[Collected data]
——

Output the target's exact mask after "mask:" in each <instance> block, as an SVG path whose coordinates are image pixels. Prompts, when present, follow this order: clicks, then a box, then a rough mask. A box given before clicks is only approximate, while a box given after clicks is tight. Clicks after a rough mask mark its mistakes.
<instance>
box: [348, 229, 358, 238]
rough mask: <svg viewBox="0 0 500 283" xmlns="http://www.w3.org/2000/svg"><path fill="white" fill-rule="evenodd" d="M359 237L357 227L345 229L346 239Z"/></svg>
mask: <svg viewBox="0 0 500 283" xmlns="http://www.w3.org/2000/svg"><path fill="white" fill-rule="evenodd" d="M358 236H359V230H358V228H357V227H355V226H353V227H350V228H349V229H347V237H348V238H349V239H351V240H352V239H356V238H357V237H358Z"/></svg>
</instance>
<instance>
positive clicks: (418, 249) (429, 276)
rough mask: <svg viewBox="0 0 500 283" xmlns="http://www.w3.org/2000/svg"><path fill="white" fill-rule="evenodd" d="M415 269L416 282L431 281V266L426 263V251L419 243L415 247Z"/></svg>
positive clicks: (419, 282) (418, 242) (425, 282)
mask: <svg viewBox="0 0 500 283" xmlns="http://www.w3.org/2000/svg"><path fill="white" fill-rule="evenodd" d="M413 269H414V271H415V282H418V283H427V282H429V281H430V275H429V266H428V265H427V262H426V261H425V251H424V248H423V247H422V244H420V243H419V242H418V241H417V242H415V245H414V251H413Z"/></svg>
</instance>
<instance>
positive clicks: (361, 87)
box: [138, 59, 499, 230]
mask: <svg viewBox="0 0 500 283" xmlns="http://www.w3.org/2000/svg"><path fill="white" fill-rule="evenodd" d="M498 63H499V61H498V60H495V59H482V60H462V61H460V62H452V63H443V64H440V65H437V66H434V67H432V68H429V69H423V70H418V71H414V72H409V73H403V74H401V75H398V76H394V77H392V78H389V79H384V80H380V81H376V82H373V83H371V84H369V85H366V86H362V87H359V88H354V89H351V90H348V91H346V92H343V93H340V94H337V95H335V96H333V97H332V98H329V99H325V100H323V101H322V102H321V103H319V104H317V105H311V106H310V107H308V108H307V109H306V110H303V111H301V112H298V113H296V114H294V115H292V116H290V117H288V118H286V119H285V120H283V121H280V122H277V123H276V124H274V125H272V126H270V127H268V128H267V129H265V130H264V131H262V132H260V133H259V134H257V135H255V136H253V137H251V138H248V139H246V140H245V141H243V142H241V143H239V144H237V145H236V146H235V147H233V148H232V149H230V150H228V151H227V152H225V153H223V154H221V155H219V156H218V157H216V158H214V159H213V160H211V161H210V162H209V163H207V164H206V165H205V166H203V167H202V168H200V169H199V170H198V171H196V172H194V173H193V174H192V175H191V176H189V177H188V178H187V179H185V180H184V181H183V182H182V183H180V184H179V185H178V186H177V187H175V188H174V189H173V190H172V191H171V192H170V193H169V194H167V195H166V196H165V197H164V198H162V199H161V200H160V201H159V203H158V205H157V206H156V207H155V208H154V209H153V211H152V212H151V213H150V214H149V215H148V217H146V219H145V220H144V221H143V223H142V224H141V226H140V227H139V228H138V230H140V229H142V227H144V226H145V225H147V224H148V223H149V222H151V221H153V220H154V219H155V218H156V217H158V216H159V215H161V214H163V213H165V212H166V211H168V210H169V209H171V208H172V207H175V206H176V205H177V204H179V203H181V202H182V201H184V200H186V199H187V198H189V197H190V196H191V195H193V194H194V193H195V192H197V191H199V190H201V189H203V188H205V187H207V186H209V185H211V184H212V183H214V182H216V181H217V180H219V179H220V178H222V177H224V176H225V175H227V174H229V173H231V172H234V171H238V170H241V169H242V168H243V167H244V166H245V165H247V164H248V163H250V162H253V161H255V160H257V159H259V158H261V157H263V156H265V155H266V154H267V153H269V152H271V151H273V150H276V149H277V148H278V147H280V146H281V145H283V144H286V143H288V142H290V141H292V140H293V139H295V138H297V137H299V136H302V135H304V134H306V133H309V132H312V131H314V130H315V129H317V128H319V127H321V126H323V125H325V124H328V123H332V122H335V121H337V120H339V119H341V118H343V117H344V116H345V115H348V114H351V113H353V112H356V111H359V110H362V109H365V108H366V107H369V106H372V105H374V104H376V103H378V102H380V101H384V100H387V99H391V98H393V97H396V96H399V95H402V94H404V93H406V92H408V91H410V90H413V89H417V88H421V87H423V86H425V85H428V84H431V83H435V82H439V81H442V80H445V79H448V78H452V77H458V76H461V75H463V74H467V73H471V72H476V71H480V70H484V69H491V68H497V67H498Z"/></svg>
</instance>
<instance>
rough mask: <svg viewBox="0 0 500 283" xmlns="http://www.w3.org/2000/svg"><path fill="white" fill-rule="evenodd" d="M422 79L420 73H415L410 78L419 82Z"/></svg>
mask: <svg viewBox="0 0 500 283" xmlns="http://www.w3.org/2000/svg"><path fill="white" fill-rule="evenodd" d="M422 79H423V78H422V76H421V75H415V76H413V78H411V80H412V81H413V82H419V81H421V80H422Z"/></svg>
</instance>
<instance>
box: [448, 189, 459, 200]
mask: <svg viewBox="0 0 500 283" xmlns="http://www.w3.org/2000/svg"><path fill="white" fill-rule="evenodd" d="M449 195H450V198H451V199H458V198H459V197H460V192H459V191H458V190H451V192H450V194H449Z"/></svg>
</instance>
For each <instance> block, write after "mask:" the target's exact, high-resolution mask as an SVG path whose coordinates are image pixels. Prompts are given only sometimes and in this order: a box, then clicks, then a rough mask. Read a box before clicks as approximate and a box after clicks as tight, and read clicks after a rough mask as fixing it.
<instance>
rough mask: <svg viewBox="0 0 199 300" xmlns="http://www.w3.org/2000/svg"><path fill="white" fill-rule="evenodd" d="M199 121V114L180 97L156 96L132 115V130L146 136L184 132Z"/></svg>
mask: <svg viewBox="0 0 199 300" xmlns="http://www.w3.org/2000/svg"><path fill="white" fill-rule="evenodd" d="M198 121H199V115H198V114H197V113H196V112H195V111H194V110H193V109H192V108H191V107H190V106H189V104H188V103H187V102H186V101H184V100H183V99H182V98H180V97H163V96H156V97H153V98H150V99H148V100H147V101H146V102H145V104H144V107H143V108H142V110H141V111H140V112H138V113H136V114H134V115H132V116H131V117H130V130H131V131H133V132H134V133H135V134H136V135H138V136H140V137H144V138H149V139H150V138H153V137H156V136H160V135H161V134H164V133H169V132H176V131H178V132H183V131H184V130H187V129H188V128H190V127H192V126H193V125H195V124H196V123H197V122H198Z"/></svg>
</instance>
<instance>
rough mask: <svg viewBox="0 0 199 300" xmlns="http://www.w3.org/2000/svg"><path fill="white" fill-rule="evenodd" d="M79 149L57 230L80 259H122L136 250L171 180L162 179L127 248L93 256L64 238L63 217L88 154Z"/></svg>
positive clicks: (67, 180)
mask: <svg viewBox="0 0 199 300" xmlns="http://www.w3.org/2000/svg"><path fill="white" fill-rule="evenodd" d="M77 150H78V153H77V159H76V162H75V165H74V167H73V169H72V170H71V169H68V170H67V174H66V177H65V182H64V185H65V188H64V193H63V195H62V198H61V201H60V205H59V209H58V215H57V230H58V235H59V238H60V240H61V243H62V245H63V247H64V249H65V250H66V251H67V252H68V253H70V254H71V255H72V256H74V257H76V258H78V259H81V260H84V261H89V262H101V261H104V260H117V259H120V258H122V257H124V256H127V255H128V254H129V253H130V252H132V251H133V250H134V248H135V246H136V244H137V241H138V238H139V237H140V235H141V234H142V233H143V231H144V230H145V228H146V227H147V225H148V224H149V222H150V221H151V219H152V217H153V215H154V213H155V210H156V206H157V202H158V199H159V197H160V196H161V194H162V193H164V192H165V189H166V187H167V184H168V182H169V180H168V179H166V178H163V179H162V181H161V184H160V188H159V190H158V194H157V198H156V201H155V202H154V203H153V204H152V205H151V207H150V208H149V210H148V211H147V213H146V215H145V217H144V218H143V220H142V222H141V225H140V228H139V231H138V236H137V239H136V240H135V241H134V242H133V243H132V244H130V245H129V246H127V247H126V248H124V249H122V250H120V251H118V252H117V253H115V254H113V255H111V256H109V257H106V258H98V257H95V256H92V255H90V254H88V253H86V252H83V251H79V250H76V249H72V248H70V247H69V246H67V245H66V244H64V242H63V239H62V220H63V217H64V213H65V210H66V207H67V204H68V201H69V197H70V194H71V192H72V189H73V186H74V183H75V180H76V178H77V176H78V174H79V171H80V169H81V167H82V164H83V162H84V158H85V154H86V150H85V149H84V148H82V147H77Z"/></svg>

——

_AIM OF THE TASK_
Copy the entries above word for word, from their first line through the line containing "box: [348, 229, 358, 238]", including both of those lines.

_ANSWER BELOW_
Output the target's exact mask after "mask:" in each <instance> block, as an SVG path whose coordinates are image pixels. Prompts, when present, follow this order: clicks, then a box, then a rough mask. A box given before clicks is only approximate, while a box given after clicks is tight. Clicks after a rough mask mark its mistakes.
<instance>
box: [348, 229, 358, 238]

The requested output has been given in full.